Task item:
From the records below, set down exactly the lines starting with the line that contains "Category: blue gate" and going on through the line that contains "Category: yellow wall". Nothing else is wanted.

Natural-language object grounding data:
——————
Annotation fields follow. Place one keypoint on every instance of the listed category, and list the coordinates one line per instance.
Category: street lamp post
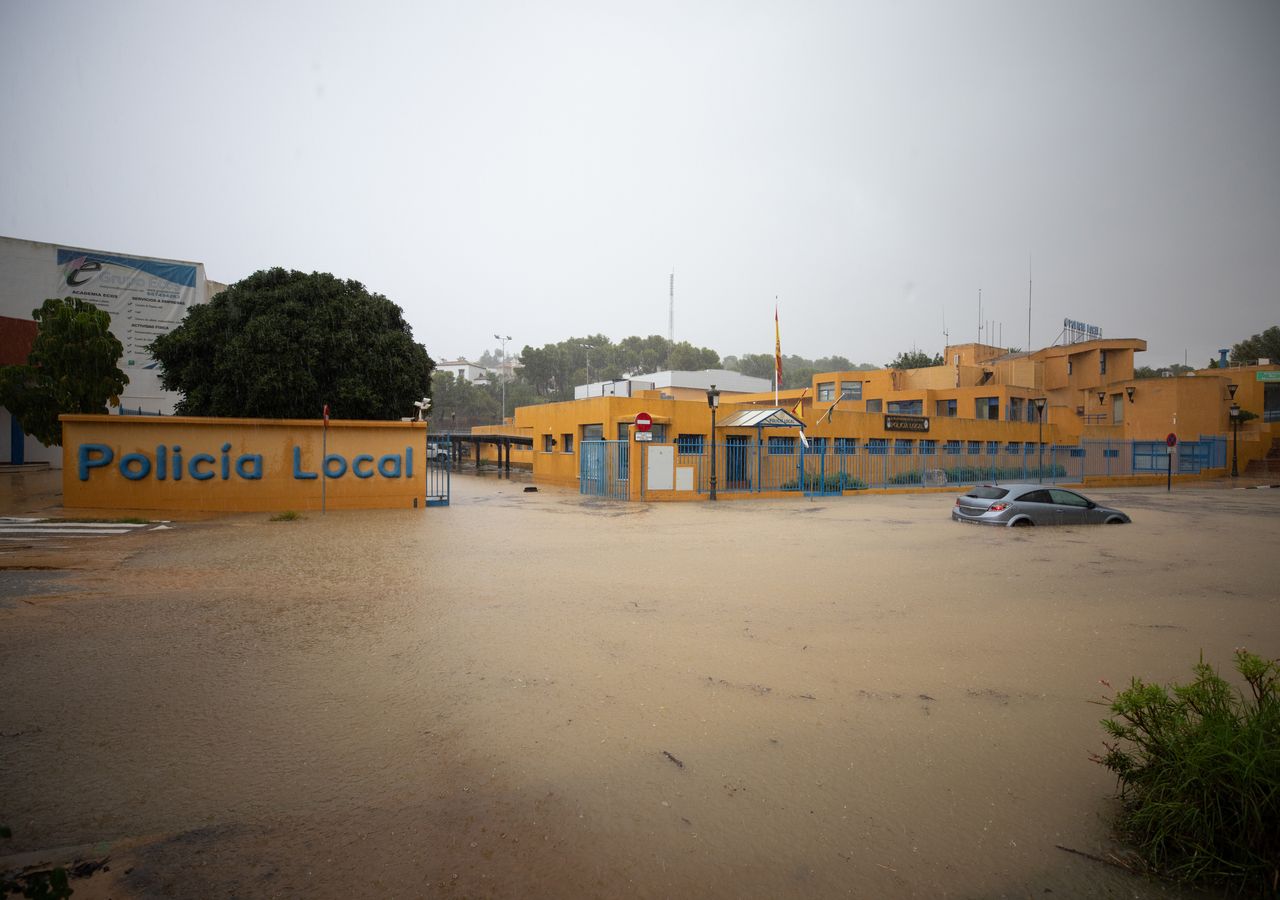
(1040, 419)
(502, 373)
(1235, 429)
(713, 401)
——————
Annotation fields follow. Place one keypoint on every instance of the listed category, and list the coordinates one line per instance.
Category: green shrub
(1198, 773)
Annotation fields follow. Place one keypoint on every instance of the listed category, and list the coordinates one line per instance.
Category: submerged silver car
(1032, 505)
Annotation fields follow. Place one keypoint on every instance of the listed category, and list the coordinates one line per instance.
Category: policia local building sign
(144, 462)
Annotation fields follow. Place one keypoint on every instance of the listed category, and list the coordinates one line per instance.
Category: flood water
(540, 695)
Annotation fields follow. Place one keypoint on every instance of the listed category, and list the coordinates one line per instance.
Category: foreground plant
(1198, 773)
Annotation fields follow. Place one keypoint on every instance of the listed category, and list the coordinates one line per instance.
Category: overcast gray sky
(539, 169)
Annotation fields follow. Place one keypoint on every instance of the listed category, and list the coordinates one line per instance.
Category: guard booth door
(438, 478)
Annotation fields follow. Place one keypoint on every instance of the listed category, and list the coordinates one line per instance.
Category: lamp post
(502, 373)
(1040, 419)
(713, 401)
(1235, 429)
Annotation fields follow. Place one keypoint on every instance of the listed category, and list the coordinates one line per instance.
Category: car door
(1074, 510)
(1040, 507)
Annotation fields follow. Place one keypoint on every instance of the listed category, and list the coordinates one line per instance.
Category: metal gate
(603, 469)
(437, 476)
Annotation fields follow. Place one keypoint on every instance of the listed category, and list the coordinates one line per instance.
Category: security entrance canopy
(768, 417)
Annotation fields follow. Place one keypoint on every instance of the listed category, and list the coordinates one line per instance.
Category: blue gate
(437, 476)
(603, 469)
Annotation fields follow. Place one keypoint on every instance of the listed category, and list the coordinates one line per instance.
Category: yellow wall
——————
Your solution:
Category: blue gate
(437, 476)
(603, 469)
Annotation fields follow. Place one keypoint on every instance of the listed category, and list the coordinates one line per instance.
Category: yellow wall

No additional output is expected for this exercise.